[Data entries]
——

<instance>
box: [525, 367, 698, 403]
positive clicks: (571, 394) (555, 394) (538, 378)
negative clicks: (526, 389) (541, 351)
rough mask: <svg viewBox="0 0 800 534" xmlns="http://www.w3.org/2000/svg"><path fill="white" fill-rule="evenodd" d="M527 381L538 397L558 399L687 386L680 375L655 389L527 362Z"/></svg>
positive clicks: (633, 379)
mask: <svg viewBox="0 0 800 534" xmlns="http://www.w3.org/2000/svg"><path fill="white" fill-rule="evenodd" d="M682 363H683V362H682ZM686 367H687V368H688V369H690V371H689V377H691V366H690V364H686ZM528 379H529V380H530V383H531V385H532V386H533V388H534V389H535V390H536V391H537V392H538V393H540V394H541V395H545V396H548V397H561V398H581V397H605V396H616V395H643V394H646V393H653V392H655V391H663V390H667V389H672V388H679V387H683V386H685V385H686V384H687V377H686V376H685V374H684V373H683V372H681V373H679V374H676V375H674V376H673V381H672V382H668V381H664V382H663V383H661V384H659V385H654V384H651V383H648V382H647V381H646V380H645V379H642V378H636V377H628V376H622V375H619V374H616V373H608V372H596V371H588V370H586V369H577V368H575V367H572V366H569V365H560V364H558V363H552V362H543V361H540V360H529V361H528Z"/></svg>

——

- [What you are asked to do] Copy out each line of the data exactly.

- [Written response]
<instance>
box: [525, 367, 698, 403]
positive clicks: (571, 394) (555, 394) (538, 378)
negative clicks: (526, 389) (541, 351)
rough mask: <svg viewBox="0 0 800 534" xmlns="http://www.w3.org/2000/svg"><path fill="white" fill-rule="evenodd" d="M527 381L538 397L558 399L687 386L680 375L655 389L527 362Z"/></svg>
positive clicks: (633, 379)
mask: <svg viewBox="0 0 800 534" xmlns="http://www.w3.org/2000/svg"><path fill="white" fill-rule="evenodd" d="M682 363H683V362H682ZM686 367H687V368H688V369H690V371H689V377H691V366H690V364H686ZM528 379H529V380H530V383H531V385H532V386H533V388H534V389H535V390H536V391H537V392H538V393H540V394H541V395H545V396H548V397H561V398H581V397H605V396H616V395H643V394H646V393H653V392H655V391H663V390H667V389H672V388H679V387H683V386H685V385H686V384H687V377H686V376H685V374H684V373H683V372H681V373H679V374H676V375H674V376H673V381H672V382H668V381H664V382H663V383H661V384H659V385H654V384H651V383H648V382H647V381H646V380H645V379H642V378H636V377H628V376H622V375H619V374H616V373H608V372H596V371H588V370H586V369H577V368H575V367H572V366H569V365H560V364H558V363H552V362H543V361H540V360H529V361H528Z"/></svg>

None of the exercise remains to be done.